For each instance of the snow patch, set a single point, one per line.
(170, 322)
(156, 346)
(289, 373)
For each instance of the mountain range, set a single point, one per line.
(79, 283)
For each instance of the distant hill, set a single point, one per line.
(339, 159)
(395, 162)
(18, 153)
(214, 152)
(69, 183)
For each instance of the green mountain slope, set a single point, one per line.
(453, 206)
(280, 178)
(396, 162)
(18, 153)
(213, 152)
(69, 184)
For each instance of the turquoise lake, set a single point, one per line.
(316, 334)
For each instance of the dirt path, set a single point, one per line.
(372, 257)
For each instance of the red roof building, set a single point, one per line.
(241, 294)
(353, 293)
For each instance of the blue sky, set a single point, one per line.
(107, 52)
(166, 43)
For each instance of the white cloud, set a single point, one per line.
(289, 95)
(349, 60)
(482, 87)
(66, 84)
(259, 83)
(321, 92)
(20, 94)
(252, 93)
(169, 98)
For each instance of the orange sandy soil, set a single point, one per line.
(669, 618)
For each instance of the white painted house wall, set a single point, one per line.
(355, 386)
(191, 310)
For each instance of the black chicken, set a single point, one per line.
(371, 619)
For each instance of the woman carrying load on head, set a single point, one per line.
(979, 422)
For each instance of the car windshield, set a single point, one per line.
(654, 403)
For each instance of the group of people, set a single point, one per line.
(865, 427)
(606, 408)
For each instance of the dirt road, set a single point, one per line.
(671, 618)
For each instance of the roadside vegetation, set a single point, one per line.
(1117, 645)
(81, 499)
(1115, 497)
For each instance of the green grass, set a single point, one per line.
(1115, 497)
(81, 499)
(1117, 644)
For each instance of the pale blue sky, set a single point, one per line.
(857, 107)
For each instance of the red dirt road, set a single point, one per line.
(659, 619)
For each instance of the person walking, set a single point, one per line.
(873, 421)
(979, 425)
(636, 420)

[Exercise goal]:
Output only the lines from the one with "For each instance of the pale" through the last line of the entries above; please keep them exact.

[Result]:
For each instance of the pale blue sky, set a single point, one per line.
(857, 107)
For each instance of the red dirt road, set a single point, one per line.
(659, 619)
For each instance of the person walking, set a single point, one per line.
(873, 421)
(979, 425)
(636, 420)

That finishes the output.